## begin SELECTED TEXT
Business
I'll gladly pay you Tuesday for a lay today.
The tree full of monkeys.
There's this tree full of monkeys.  All these monkeys are climbing to the top, one branch at a time.  When the monkeys at the top look down all they see are smiling monkey faces.  When the monkeys at the bottom look up all they see are assholes. 
A headhunter friend of mine once told me he had an interview with the plant manager where I once worked.  He told me this plant manager hired him to find some sub-managers for him and requested certain skills and qualifications, one of which was he didn't want anyone smarter then him because he didn't want any smart guys trying to take his job.

This got me thinking...
Suppose the attitude of hiring dumber people than yourself is common in business?  Granted, the CEO is a pretty smart cookie.  He has his hands on all the controls and likes it.  He knows he's in a position of power and knows that at any given time he can be dethroned by a bright upstart who wants that power.  It happens throughout nature ... The alpha male in any given group is challenged by alpha male wannabes, and eventually the alpha male loses his grip and the upstart takes over.  Humans have figured a way to defuse this threat by hiring dumber alpha wannabes, thus keeping total control until he decides to relinquish it.
## end SELECTED TEXT
= REQUIRED TASK A =
Answer these questions about the text on business:
(i) What do the monkeys at the top of the tree see when they look down?
(ii) Who hired the headhunter friend to find sub-managers?
(iii) In nature, who challenges the alpha male in any given group?
## begin DATA SHOWN
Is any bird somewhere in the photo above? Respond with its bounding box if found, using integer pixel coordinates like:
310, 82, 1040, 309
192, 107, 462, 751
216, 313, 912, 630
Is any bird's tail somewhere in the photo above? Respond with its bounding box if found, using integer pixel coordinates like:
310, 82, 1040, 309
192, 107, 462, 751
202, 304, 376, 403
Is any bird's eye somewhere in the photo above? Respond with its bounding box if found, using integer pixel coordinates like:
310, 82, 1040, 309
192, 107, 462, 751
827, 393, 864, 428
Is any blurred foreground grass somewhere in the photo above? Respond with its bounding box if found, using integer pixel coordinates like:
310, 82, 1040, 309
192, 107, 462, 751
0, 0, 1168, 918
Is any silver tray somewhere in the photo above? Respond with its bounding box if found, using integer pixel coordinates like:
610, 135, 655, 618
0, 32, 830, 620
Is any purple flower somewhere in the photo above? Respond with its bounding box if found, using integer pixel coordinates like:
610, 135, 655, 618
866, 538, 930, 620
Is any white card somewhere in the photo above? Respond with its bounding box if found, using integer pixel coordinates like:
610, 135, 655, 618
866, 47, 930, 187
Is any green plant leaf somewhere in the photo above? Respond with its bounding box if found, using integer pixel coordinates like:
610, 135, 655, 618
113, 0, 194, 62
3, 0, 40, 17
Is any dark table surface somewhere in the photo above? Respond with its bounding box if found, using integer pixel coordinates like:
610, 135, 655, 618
## end DATA SHOWN
= REQUIRED TASK B =
In the entries, swap "Respond" for "Reply" in the lines starting at the one that contains "Is any white" and ending at the last line of the entries, and write out only those lines, with nothing else changed.

= EXERCISE ANSWER A =
(i) Smiling monkey faces.
(ii) The plant manager.
(iii) Alpha male wannabes.

= EXERCISE ANSWER B =
Is any white card somewhere in the photo above? Reply with its bounding box if found, using integer pixel coordinates like:
610, 135, 655, 618
866, 47, 930, 187
Is any green plant leaf somewhere in the photo above? Reply with its bounding box if found, using integer pixel coordinates like:
610, 135, 655, 618
113, 0, 194, 62
3, 0, 40, 17
Is any dark table surface somewhere in the photo above? Reply with its bounding box if found, using integer pixel coordinates like:
610, 135, 655, 618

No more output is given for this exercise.